(Provided text begins)

Zero-truncated Poisson distribution

From HandWiki
Short description: Conditional Poisson distribution restricted to positive integers


In probability theory, the zero-truncated Poisson (ZTP) distribution is a certain discrete probability distribution whose support is the set of positive integers. This distribution is also known as the conditional Poisson distribution[1] or the positive Poisson distribution.[2] It is the conditional probability distribution of a Poisson-distributed random variable, given that the value of the random variable is not zero. Thus it is impossible for a ZTP random variable to be zero. Consider for example the random variable of the number of items in a shopper's basket at a supermarket checkout line. Presumably a shopper does not stand in line with nothing to buy (i.e., the minimum purchase is 1 item), so this phenomenon may follow a ZTP distribution.[3]

Since the ZTP is a truncated distribution with the truncation stipulated as k > 0, one can derive the probability mass function g(k;λ) from a standard Poisson distribution f(k;λ) as follows: [4]

[math]\displaystyle{ g(k;\lambda) = P(X = k \mid X \gt 0) = \frac{f(k;\lambda)}{1-f(0;\lambda)} = \frac{\lambda ^ k e^{- \lambda} }{k ! \left ( 1 - e^{- \lambda} \right )} = \frac{\lambda^k}{(e^\lambda-1)k!} }[/math]c

The mean is

[math]\displaystyle{ \operatorname{E}[X]=\frac{\lambda}{1-e^{-\lambda}}=\frac{\lambda e^\lambda}{e^\lambda-1} }[/math]

and the variance is

[math]\displaystyle{ \operatorname{Var}[X]=\frac{\lambda+\lambda^2}{1-e^{-\lambda}} - \frac{\lambda^2 }{(1-e^{-\lambda})^2} = \operatorname{E}[X](1+\lambda-\operatorname{E}[X]) }[/math]

Parameter estimation

The method of moments estimator [math]\displaystyle{ \widehat{\lambda} }[/math] for the parameter [math]\displaystyle{ \lambda }[/math] is obtained by solving

[math]\displaystyle{ \frac{\widehat{\lambda}}{1-e^{-\widehat{\lambda}}} = \bar{x} }[/math]

where [math]\displaystyle{ \bar{x} }[/math] is the sample mean.[1]

This equation does not have a closed-form solution. In practice, a solution may be found using numerical methods.

Examples

Insurance claims:

Imagine navigating the intricate landscape of auto insurance claims, where each claim signifies a unique event – an accident or damage occurrence. The ZTP distribution seamlessly aligns with this scenario, excluding the possibility of policyholders with zero claims.

Let X denote the random variable representing the number of insurance claims. If λ is the average rate of claims, the ZTP probability mass function takes the form:

[math]\displaystyle{ P(X=k)=\frac{\lambda ^ k e^{- \lambda} }{k ! \left ( 1 - e^{- \lambda} \right )} }[/math] for k= 1,2,3,...

(Provided text ends)
(Available data begins)

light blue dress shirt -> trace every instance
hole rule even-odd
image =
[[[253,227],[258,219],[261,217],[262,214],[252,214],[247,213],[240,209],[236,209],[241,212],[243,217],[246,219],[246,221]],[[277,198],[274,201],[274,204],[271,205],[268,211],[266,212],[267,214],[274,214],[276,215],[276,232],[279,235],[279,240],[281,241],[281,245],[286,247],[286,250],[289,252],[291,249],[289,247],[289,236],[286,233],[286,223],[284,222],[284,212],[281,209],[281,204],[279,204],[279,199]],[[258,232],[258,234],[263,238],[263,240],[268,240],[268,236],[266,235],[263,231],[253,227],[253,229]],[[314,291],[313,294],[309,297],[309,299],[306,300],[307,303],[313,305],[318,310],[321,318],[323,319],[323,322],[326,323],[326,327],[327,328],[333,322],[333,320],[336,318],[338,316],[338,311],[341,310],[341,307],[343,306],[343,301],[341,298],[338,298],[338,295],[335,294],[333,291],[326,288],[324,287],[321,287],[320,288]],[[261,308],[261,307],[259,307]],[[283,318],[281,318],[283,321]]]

(Available data ends)

• **Required work**
1. Summarize the article on the zero-truncated Poisson distribution in exactly two sentences.
2. Translate into French this sentence from the article on the zero-truncated Poisson distribution: "Thus it is impossible for a ZTP random variable to be zero."
3. Carry the article on the zero-truncated Poisson distribution forward from its final formula.
The listing has no connection to the article on the zero-truncated Poisson distribution.

• **Answers for each item**
1. The zero-truncated Poisson distribution is the conditional distribution of a Poisson random variable given that its value is not zero, so its support is the set of positive integers, as with the number of items in a shopper's basket at a checkout line. The article derives its probability mass function from the standard Poisson distribution, states its mean and variance, notes that the method of moments estimator for λ has no closed-form solution and must be found numerically, and applies the distribution to insurance claims.

2. Il est donc impossible qu'une variable aléatoire ZTP soit égale à zéro.

3.
This formula encapsulates the probability of observing k claims given that at least one claim has transpired. The denominator ensures the exclusion of the improbable zero-claim scenario. By utilizing the zero-truncated Poisson distribution, the manufacturing company can analyze and predict the frequency of defects in their products while focusing on instances where defects exist. This distribution helps in understanding and improving the quality control process, especially when it's crucial to account for at least one defect.

Comparison with Poisson Distribution

The zero-truncated Poisson distribution (ZTP) and the standard Poisson distribution offer distinct approaches to modeling random events. In the case of the standard Poisson distribution, it allows for the occurrence of zero events, making it suitable for situations where the event of interest may or may not happen. This distribution has a support that spans non-negative integers (0, 1, 2, ...), and both its mean and variance are equal to the rate parameter (λ). It is commonly employed in scenarios where occurrences are independent and the average rate is known, such as modeling phone call arrivals, radioactive decay events, or website hits.

On the other hand, the zero-truncated Poisson distribution (ZTP) takes a more specialized approach. As its name suggests, it excludes the possibility of zero events, modeling situations where the event is certain to occur at least once, and counting starts from the first occurrence. The support of the ZTP distribution is restricted to positive integers (1, 2, 3, ...), and its mean and variance are slightly higher than the rate parameter (λ) due to the exclusion of zero. This distribution finds its niche in scenarios where zero occurrences are impossible or not meaningful, such as modeling insurance claims, product defects, or emergency room visits. The probability mass function (PMF) for the ZTP distribution reflects this exclusion, ensuring that the counting starts from one and adjusting the probabilities accordingly. [5]

Applications in Various Fields

Probability Mass Function (p.m.f) of the Zero-Truncated Poisson-Lindley Distribution (ZTPLD) for θ = 0.7. The distribution showcases the unique characteristics of the zero-truncated variant.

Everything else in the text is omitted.